* Document passage *
Hospital Sultanah Nur Zahirah,Terengganu, Malaysia
Non-Tuberculous Mycobacterium (NTM) are ubiquitous, free living, environmental saprophytic organisms known to occupy water systems, soil and vegetation. It has potential to colonize and eventually infect either immunocompromised or immunocompetent individuals. NTM are found worldwide and the prevalence are increasing in the last three decades. NTM infections is easily missed, difficult to diagnose and difficult to treat.
Four distinct clinical syndromes associated with NTM infection has been described in children: skin and soft tissue disease, lymphadenitis, pulmonary disease and disseminated disease. It causes a spectrum of clinical disease ranging from asymptomatic to severe symptomatic infection.

* Check your understanding *
1 - In the passage on non-tuberculous mycobacteria, which four clinical syndromes associated with NTM infection in children have been described?
2 - Continue the passage on non-tuberculous mycobacteria, beginning after its final sentence.

* Data supplied *

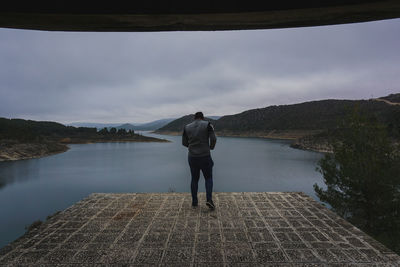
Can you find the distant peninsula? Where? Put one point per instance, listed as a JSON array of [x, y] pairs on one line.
[[26, 139], [309, 125]]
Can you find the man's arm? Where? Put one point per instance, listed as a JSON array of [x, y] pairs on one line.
[[185, 140], [211, 134]]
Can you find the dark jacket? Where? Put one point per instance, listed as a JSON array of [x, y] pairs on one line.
[[199, 137]]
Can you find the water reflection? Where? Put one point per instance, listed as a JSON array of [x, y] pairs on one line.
[[18, 171]]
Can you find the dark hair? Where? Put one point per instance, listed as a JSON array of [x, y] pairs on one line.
[[198, 115]]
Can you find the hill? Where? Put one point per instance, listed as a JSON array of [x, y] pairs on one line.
[[176, 126], [22, 139], [392, 98], [308, 116], [308, 123], [154, 125]]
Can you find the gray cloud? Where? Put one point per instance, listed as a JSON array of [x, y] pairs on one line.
[[137, 77]]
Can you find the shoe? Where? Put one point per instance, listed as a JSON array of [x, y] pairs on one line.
[[210, 204]]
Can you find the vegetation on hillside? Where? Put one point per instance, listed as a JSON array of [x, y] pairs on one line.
[[362, 178], [23, 139], [178, 124], [321, 117]]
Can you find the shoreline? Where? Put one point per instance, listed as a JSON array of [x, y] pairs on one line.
[[295, 136], [14, 151]]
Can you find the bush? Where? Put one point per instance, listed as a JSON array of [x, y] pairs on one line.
[[363, 178]]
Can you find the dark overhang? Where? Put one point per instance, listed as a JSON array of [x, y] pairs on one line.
[[191, 15]]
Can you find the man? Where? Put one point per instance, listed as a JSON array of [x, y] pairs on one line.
[[199, 137]]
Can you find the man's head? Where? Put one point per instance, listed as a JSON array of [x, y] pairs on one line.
[[199, 116]]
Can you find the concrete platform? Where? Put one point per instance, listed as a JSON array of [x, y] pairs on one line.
[[246, 229]]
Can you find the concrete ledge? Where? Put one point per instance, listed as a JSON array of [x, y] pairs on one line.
[[255, 229]]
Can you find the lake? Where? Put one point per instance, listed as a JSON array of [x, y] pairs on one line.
[[33, 189]]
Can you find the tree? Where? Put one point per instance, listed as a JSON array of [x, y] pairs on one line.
[[113, 130], [362, 178], [104, 131]]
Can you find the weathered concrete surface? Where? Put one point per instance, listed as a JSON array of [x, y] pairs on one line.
[[254, 229]]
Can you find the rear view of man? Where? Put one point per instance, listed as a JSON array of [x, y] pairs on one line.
[[199, 137]]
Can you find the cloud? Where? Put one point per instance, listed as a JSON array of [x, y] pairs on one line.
[[138, 77]]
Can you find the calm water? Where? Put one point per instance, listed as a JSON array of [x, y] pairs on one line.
[[33, 189]]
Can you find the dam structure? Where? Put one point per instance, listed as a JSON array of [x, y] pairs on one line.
[[163, 229]]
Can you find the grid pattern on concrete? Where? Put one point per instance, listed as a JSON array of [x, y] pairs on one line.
[[254, 229]]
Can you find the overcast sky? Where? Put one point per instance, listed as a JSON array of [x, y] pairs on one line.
[[139, 77]]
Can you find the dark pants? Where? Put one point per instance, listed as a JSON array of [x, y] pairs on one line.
[[204, 164]]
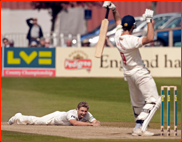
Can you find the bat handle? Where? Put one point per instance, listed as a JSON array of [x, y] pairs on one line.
[[107, 13]]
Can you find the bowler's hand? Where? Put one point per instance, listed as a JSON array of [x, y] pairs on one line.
[[96, 123]]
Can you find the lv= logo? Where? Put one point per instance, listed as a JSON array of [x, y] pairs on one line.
[[26, 58], [29, 58]]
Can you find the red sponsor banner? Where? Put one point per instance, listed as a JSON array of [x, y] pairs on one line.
[[78, 64], [30, 72]]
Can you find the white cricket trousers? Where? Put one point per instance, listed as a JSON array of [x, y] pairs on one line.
[[33, 120], [142, 89]]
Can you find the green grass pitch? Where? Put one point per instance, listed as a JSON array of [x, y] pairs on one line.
[[108, 97]]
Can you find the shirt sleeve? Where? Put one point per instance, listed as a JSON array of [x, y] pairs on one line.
[[90, 117], [71, 115], [134, 42], [118, 33]]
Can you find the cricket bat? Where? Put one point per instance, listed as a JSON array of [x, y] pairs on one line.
[[102, 36]]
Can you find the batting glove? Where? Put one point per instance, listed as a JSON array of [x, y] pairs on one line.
[[110, 5], [148, 15]]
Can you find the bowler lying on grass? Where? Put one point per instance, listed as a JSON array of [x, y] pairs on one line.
[[75, 117]]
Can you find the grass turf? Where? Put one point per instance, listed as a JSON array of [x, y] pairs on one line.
[[108, 97], [12, 136]]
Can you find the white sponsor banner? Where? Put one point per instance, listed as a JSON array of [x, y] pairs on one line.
[[80, 62]]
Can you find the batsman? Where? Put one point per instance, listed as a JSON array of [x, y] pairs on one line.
[[143, 91]]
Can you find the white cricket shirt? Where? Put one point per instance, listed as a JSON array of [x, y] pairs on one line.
[[128, 47], [64, 117]]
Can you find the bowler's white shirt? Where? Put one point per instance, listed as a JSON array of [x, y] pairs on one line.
[[64, 117], [128, 47]]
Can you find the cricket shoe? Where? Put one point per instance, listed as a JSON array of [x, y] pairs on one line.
[[12, 119], [138, 132]]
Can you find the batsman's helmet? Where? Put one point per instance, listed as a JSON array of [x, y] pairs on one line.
[[128, 21]]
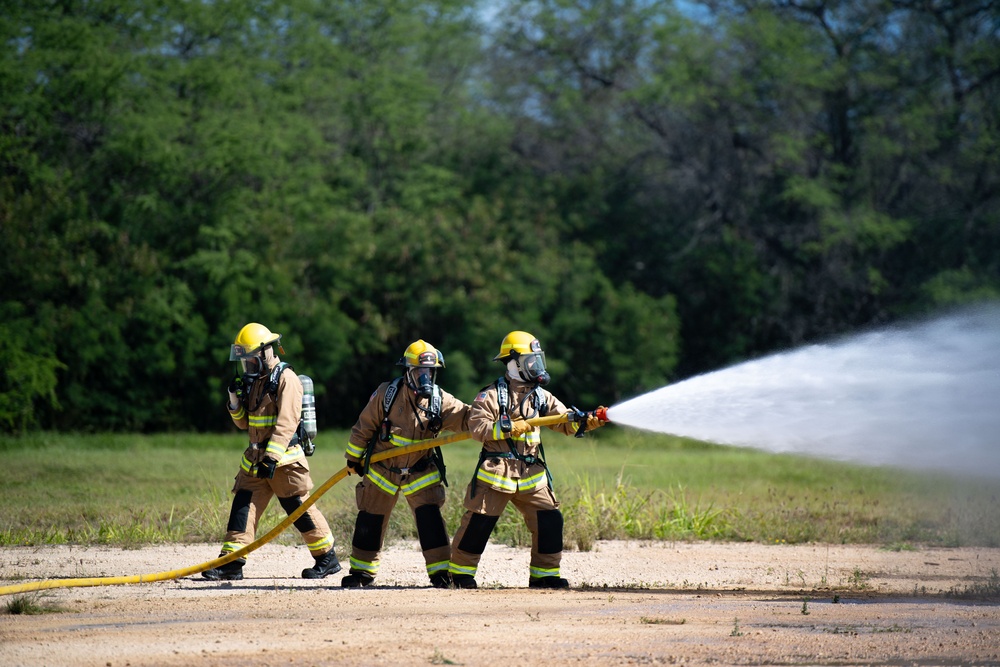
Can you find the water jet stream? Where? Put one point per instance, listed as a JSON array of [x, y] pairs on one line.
[[925, 395]]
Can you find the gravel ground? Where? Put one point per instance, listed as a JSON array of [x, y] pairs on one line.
[[630, 603]]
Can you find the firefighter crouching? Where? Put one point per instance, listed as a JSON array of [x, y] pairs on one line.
[[512, 465], [400, 412], [266, 401]]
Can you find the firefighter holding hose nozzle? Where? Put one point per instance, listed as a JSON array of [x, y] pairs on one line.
[[512, 465], [265, 400]]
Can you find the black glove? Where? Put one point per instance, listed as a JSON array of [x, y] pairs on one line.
[[265, 469]]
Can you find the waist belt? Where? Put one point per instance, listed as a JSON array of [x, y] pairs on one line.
[[419, 466], [527, 458]]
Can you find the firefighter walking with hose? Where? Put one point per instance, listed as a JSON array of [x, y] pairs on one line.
[[402, 411], [265, 399], [512, 465]]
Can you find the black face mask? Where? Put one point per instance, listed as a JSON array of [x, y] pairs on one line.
[[423, 384]]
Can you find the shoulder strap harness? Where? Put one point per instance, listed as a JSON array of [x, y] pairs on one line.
[[503, 398]]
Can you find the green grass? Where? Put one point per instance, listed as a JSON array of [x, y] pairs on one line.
[[131, 490]]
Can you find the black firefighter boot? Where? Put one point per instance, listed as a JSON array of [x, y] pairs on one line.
[[232, 571], [357, 579], [325, 564], [441, 579]]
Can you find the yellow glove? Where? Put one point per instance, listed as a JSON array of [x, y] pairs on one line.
[[519, 427], [593, 421]]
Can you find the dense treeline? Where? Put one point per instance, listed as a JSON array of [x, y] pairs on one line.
[[653, 189]]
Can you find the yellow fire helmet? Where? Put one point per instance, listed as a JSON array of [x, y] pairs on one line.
[[421, 354], [523, 355], [251, 339], [517, 343]]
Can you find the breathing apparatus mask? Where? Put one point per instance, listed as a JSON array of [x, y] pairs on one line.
[[421, 380], [252, 364], [421, 360]]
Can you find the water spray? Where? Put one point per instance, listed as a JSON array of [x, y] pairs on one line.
[[277, 530], [922, 396]]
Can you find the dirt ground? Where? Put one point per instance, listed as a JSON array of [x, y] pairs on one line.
[[630, 603]]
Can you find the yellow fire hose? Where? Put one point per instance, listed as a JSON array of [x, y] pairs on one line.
[[261, 541], [222, 560]]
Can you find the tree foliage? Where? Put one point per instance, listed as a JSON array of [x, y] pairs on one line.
[[652, 189]]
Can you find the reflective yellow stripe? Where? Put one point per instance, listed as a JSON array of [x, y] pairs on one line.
[[263, 421], [421, 483], [364, 566], [322, 545], [293, 453], [440, 566], [382, 483], [533, 482], [498, 481], [462, 569]]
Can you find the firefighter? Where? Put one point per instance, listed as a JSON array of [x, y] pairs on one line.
[[400, 412], [265, 399], [512, 465]]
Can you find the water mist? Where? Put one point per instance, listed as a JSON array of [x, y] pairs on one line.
[[924, 396]]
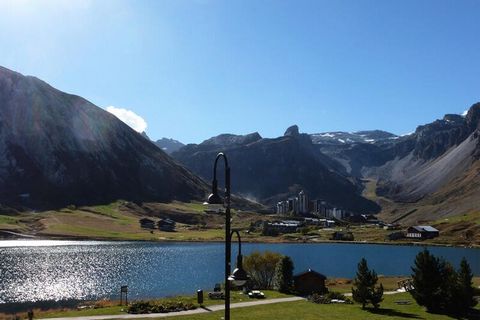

* Answers by task *
1 - Skin and soft tissue disease, lymphadenitis, pulmonary disease, and disseminated disease.

2 -
Diagnosis of NTM disease requires clinical, radiological and microbiological assessment. Culture in both liquid and solid media is the gold standard for NTM diagnosis, however NTM growth usually takes 42 to 56 days in liquid and solid medium. Polymerase chain reaction (PCR), is the most sensitive and rapid test to detect NTM infection.
The treatment of NTM infection is challenging. Depending on the context of presentation and site of infection, three overlapping management options for NTM infections are long courses of anti-mycobacterial antibiotics, surgical excision of infected tissue or removal of indwelling foreign bodies and ‘watchful wait’.